— begin Document segment —

Holocaust

Guide Note:
During the Second World War, the German Nazi regime carried out an organized campaign to exterminate groups of citizens considered to be undesirable, from their own nation and the other nations occupied during the course of the fighting.
While the most infamous and far-reaching campaign worked against European Jewry, other groups selected for extermination by the Nazi and their leader, Adolf Hitler, included the Porajmos, or Romani people, gypsies, homosexuals, the disabled, Russians (particularly prisoners of war) and Poles.
Key Dates
- November 9, 1938: Anti-Jewish riots sweep throughout Nazi Germany on the so-called "Night of Broken Glass"
- September 3, 1941: First experiment with poison gas at Auschwitz kills 600 Soviet POW's
- January 20, 1942: Wannsee Conference held outside Berlin to finalize plans for Jewish extermination
- July 17, 1942: Battle of Stalingrad
- July 19, 1942: Heinrich Himmler orders that Jews be deported from ghettos to camps
- July 23, 1944: Soviets liberate Majdanek camp
- October 7, 1944: Prisoner uprising in Auschwitz
- November 25, 1944: Final 13 killings at Auschwitz
Casualties
- Total: Between 9 and 11 million
- Jews: Roughly 6 million
- Romani and Sinti: 200,000 - 2 million
- Poles: 1.8 - 3 million
- Jehovah's Witnesses: 2,500 - 5,000
- Soviet POWs: 2 - 3 million
Development and Implementation
In his autobiographical polemic Mein Kampf, written while serving a prison sentence for his involvement in the Beer Hall Putsch, Hitler laid out the basics of his argument against Germany's Jews. After the Nazi regime took control of Germany's government on January 30, 1933, the party began taking steps towards the wider, legally-implemented persecution of the Jewish people, causing many Jewish scholars, writers and intellectuals to leave the country.

— end Document segment —

Set of tasks:
1/ Transcribe the stretch of the Holocaust guide from "While the most" through "war) and Poles.".
2/ Condense the paragraph of the Holocaust guide that begins "In his autobiographical polemic Mein Kampf" into a shorter version that keeps its main facts.
3/ For each statement, say whether the Holocaust guide agrees, and quote the words that decide it: (a) The Wannsee Conference took place outside Berlin. (b) The first poison gas experiment at Auschwitz killed 600 Polish prisoners. (c) The Soviets liberated the Majdanek camp on July 23, 1944.
The data has no role in this work.

— begin Source data —

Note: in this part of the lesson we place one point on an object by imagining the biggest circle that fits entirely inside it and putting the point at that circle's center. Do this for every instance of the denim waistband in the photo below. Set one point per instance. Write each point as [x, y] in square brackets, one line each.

— end Source data —

Answers below:
1/
While the most infamous and far-reaching campaign worked against European Jewry, other groups selected for extermination by the Nazi and their leader, Adolf Hitler, included the Porajmos, or Romani people, gypsies, homosexuals, the disabled, Russians (particularly prisoners of war) and Poles.

2/ Hitler set out his basic argument against Germany's Jews in Mein Kampf, which he wrote in prison after the Beer Hall Putsch. After the Nazis took control of the government on January 30, 1933, the party moved toward wider, legally implemented persecution of Jews. Many Jewish scholars, writers and intellectuals left Germany as a result.

3/
(a) Yes: "Wannsee Conference held outside Berlin to finalize plans for Jewish extermination"
(b) No: "First experiment with poison gas at Auschwitz kills 600 Soviet POW's"
(c) Yes: "July 23, 1944: Soviets liberate Majdanek camp"